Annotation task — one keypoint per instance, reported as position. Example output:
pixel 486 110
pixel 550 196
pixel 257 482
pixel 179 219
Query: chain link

+ + + + +

* Stated exercise: Reproduce every line of the data above verbatim, changing nothing.

* Final answer:
Annotation task — one keypoint per instance, reported as position. Example output:
pixel 486 110
pixel 550 196
pixel 257 482
pixel 179 219
Query: chain link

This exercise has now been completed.